▸ **WORK TO BE COMPLETED**:
Convert every line of all the entries below into a JSON list of strings, one string per line, and skip any blank lines.

** START RECORDS SUPPLIED **

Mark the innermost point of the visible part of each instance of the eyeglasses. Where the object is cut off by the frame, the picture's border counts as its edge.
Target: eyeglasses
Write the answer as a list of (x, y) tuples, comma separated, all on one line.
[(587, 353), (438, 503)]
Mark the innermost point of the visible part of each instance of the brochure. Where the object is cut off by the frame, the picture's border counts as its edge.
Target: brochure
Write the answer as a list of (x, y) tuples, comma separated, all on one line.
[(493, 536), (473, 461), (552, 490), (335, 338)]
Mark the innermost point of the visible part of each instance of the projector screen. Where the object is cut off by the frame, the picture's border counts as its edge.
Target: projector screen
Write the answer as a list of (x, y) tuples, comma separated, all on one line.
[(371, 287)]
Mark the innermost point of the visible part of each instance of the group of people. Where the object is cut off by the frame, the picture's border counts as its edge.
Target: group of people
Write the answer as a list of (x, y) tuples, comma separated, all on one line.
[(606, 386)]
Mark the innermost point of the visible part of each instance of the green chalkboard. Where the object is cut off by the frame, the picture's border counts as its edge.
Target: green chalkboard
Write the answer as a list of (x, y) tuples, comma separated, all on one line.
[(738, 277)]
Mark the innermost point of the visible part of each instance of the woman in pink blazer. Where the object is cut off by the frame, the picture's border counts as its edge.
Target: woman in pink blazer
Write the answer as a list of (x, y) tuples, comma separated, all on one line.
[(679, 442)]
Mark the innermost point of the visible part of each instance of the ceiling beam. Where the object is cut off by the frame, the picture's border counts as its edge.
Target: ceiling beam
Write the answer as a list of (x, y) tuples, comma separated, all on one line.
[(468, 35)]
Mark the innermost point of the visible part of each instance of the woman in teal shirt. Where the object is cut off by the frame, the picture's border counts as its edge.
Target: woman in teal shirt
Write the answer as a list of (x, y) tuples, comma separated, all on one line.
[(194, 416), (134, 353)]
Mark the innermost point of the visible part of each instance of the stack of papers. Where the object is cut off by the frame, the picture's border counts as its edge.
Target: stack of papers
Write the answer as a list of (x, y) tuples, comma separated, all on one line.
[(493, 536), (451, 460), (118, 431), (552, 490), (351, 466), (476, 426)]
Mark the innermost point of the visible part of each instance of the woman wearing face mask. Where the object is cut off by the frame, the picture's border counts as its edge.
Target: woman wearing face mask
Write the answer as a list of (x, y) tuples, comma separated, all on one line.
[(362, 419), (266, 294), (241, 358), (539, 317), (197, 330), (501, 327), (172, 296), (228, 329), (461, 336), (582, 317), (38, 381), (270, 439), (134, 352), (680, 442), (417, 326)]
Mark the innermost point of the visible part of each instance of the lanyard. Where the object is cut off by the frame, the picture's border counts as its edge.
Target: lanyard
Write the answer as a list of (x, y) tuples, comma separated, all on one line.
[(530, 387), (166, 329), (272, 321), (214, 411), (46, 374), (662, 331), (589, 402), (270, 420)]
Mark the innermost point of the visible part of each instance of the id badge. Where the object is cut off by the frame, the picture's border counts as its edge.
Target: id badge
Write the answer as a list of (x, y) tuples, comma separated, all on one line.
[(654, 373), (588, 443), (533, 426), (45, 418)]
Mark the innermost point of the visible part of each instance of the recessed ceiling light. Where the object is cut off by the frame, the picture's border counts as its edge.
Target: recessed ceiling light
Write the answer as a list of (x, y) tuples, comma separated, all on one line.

** END RECORDS SUPPLIED **

▸ **TASK OUTPUT**:
[
  "Mark the innermost point of the visible part of each instance of the eyeglasses. Where the object is cut off by the frame, the picture's border counts as its edge.",
  "Target: eyeglasses",
  "Write the answer as a list of (x, y) tuples, comma separated, all on one line.",
  "[(587, 353), (438, 503)]",
  "Mark the innermost point of the visible part of each instance of the brochure. Where the object is cut off by the frame, the picture's border counts as its edge.",
  "Target: brochure",
  "Write the answer as a list of (x, y) tuples, comma separated, all on one line.",
  "[(493, 536), (473, 461), (552, 490), (335, 338)]",
  "Mark the innermost point of the visible part of each instance of the projector screen. Where the object is cut off by the frame, the picture's border counts as its edge.",
  "Target: projector screen",
  "Write the answer as a list of (x, y) tuples, comma separated, all on one line.",
  "[(371, 287)]",
  "Mark the innermost point of the visible part of each instance of the group of people. Where the object is cut off by the frame, the picture's border counts as its edge.",
  "Target: group of people",
  "Write the answer as a list of (x, y) tuples, comma separated, all on one line.",
  "[(606, 386)]",
  "Mark the innermost point of the visible part of each instance of the green chalkboard. Where the object is cut off by the frame, the picture's border counts as its edge.",
  "Target: green chalkboard",
  "Write the answer as a list of (x, y) tuples, comma separated, all on one line.",
  "[(738, 277)]",
  "Mark the innermost point of the visible part of each instance of the woman in pink blazer. Where the object is cut off by the frame, the picture's border counts as its edge.",
  "Target: woman in pink blazer",
  "Write the answer as a list of (x, y) tuples, comma separated, all on one line.",
  "[(679, 442)]",
  "Mark the innermost point of the visible part of each instance of the ceiling beam. Where the object is cut off by the frame, the picture's border counts as its edge.",
  "Target: ceiling beam",
  "Write the answer as a list of (x, y) tuples, comma separated, all on one line.",
  "[(468, 35)]",
  "Mark the innermost point of the visible part of each instance of the woman in teal shirt. Where the object is cut off by the frame, the picture's border counts as its edge.",
  "Target: woman in teal shirt",
  "Write the answer as a list of (x, y) tuples, comma separated, all on one line.",
  "[(194, 416), (134, 353)]",
  "Mark the innermost point of the visible part of each instance of the stack of papers. Where the object is cut off by the frame, the picture's border counts as its edge.",
  "Target: stack of papers",
  "Write the answer as a list of (x, y) tuples, comma separated, all on one line.",
  "[(493, 536), (451, 460), (118, 431), (552, 490), (351, 466), (476, 426)]",
  "Mark the innermost point of the visible part of each instance of the woman wearing face mask. Where the object is cut off by the frame, the picture's border counts as its edge.",
  "Target: woman wearing face mask",
  "Write the answer as a list of (x, y) tuples, comma separated, all on one line.",
  "[(362, 419), (266, 294), (241, 358), (539, 317), (197, 330), (501, 327), (172, 296), (228, 329), (461, 336), (582, 317), (38, 381), (270, 439), (134, 352), (680, 442), (417, 326)]",
  "Mark the innermost point of the visible part of each instance of the lanyard. Where the object is cut off by the frame, the picture's border counts as its edge.",
  "Target: lanyard",
  "Write the answer as a list of (x, y) tuples, comma separated, all on one line.",
  "[(530, 387), (166, 329), (272, 321), (214, 411), (46, 374), (662, 331), (589, 402), (270, 420)]",
  "Mark the innermost point of the visible part of each instance of the id badge. Where the object is cut off by the frame, the picture's border counts as its edge.",
  "Target: id badge",
  "Write the answer as a list of (x, y) tuples, comma separated, all on one line.",
  "[(654, 373), (588, 443), (533, 426), (45, 418)]",
  "Mark the innermost point of the visible part of each instance of the recessed ceiling light. Where the object is cut off by the frame, the picture's border counts as its edge.",
  "Target: recessed ceiling light",
  "Write the answer as a list of (x, y) tuples, comma separated, all on one line."
]